Set problem:
From the line that has "Tag one point on each instance of the colorful" down to the final line of the listing below, transcribe every line exactly, and only those.
=-=-=
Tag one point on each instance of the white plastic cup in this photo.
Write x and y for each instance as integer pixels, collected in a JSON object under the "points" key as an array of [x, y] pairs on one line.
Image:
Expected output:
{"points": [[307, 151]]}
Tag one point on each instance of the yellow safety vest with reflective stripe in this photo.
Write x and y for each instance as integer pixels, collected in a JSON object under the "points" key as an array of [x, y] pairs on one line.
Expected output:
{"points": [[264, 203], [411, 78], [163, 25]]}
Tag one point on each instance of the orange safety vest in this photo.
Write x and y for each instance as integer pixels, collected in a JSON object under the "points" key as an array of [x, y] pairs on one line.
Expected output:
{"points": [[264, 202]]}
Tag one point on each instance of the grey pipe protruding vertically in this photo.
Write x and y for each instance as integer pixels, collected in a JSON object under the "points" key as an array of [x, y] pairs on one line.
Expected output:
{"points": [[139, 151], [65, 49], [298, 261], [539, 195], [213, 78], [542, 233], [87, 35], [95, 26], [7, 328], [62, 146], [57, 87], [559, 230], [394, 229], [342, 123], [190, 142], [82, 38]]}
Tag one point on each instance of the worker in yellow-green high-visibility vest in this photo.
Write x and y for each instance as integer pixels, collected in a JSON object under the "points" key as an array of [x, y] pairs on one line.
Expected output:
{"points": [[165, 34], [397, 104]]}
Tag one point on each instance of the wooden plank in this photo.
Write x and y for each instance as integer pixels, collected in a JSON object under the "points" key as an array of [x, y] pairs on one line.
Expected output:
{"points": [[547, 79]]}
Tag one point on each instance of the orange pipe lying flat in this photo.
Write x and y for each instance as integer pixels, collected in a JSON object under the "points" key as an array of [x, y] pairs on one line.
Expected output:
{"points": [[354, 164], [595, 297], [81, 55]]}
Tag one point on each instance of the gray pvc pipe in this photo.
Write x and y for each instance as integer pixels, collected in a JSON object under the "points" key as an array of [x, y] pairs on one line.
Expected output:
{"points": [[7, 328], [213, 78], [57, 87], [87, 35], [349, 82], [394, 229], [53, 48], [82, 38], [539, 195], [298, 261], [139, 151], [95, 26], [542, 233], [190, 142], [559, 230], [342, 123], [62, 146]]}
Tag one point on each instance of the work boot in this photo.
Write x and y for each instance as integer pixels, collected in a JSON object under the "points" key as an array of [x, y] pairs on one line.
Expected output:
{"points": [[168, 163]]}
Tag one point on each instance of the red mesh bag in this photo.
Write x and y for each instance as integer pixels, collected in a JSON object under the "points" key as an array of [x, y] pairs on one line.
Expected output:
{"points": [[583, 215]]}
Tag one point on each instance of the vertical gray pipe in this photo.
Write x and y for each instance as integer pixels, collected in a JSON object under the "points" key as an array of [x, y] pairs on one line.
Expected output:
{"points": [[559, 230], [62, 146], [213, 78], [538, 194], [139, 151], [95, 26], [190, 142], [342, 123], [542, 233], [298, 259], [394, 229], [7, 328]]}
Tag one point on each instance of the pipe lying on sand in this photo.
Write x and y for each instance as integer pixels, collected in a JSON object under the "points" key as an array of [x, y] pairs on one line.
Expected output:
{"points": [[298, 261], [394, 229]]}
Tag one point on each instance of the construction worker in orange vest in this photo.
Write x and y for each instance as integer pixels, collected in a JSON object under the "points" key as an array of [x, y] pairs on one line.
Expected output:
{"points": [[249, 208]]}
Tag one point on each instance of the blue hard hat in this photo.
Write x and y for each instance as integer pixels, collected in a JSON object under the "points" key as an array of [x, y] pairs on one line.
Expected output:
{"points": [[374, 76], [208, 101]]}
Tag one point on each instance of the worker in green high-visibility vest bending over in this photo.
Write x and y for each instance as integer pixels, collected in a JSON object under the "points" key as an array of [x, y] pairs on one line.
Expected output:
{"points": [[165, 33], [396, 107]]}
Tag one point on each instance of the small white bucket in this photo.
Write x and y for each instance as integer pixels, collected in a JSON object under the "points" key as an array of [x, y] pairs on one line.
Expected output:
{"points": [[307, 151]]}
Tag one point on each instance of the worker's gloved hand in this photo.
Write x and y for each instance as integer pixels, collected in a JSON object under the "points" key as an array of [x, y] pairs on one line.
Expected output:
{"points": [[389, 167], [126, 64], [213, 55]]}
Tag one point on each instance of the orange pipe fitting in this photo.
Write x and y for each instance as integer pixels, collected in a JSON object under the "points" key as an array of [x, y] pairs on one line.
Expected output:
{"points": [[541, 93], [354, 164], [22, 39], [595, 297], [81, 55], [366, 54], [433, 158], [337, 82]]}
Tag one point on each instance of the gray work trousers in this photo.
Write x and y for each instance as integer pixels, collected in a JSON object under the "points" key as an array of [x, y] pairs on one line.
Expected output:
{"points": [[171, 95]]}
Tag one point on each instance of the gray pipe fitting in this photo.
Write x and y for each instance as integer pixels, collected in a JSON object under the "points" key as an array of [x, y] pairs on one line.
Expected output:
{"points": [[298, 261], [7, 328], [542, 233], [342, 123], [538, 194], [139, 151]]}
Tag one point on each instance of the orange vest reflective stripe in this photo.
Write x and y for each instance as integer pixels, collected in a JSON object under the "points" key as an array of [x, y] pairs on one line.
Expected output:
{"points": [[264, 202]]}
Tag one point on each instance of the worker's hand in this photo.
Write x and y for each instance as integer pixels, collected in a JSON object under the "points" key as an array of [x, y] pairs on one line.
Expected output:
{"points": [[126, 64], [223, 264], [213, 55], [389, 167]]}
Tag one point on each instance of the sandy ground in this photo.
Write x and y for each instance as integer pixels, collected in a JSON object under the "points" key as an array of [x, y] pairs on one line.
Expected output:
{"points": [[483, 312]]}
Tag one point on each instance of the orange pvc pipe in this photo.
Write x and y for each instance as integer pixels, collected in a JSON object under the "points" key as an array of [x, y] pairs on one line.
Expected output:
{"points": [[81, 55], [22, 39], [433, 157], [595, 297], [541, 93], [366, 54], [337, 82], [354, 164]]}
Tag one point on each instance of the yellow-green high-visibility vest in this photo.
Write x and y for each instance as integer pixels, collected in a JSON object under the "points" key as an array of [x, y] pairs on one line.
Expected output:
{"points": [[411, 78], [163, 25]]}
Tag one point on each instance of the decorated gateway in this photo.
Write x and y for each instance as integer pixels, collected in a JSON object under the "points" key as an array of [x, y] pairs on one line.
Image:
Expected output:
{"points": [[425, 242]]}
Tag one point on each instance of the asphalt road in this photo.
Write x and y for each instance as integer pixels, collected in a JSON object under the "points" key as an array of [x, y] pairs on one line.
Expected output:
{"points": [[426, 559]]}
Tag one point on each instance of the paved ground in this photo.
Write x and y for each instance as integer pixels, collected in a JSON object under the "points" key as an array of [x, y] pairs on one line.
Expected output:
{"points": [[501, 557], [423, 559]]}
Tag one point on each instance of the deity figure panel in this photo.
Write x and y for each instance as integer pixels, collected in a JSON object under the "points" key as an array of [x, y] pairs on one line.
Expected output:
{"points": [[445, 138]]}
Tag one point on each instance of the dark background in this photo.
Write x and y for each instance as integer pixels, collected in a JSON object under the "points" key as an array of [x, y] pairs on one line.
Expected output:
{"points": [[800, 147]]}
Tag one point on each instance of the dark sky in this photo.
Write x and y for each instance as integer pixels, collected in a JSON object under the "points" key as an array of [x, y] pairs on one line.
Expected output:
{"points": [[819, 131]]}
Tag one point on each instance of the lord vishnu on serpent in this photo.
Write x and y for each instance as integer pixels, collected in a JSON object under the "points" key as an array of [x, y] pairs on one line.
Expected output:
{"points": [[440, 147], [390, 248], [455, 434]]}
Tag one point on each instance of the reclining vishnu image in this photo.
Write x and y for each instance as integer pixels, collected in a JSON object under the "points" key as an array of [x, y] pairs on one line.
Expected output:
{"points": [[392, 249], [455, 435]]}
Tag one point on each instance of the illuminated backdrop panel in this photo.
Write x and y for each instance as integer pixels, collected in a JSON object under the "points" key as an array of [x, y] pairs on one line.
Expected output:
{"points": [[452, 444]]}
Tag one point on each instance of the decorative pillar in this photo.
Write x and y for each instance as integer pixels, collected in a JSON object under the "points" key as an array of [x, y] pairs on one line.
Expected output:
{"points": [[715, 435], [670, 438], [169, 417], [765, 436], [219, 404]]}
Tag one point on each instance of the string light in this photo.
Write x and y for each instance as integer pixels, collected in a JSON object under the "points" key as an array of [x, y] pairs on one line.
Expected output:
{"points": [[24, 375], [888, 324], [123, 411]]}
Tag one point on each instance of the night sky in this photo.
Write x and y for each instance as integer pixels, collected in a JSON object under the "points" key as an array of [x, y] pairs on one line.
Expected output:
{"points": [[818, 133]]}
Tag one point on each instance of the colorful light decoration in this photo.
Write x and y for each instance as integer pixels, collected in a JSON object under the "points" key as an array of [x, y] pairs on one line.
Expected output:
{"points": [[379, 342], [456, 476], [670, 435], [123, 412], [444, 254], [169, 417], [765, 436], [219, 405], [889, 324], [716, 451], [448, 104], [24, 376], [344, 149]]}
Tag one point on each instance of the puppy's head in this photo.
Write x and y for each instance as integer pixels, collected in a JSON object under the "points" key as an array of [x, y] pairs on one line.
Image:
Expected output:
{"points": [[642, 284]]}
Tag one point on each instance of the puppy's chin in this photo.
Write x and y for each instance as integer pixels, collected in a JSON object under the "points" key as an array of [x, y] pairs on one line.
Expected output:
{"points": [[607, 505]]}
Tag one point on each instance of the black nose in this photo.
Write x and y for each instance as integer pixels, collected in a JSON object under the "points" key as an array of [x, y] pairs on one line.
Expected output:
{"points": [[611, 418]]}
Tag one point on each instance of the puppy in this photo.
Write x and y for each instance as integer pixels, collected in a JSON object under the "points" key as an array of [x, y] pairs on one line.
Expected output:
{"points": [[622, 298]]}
=-=-=
Reply to the exercise:
Tag one point on each instance of the colorful light decoration in this photo.
Write x and y for each instance as integer pixels, collected in a JSON object under the "points" key as an array of [x, y] pairs on one line.
Expected output:
{"points": [[379, 342], [456, 476], [670, 435], [123, 412], [444, 254], [169, 417], [765, 436], [219, 405], [889, 324], [716, 451], [448, 104], [24, 376], [344, 149]]}
Tag one point on each instance of the puppy's head in this photo.
Write x and y for each instance as integer pixels, collected in a JSON object under the "points" key as an array of [x, y] pairs on one line.
Image:
Expected output:
{"points": [[642, 284]]}
Tag one point on each instance of the puppy's chin in this photo.
Write x and y for each instance as integer pixels, collected in a JSON object under the "points" key as an array of [x, y] pairs on one line.
Expected output:
{"points": [[607, 505]]}
Tag one point on each instance of the black nose in this photo.
Write x and y for each instance as integer pixels, collected in a JSON object under the "points" key as an array of [x, y] pairs on one line.
Expected output:
{"points": [[611, 418]]}
Tag one point on each instance of the puppy in this photo.
Write x and y for each instance as integer pixels, collected in a JSON object under the "points" key as an array of [x, y] pairs on one line.
Expected output:
{"points": [[622, 298]]}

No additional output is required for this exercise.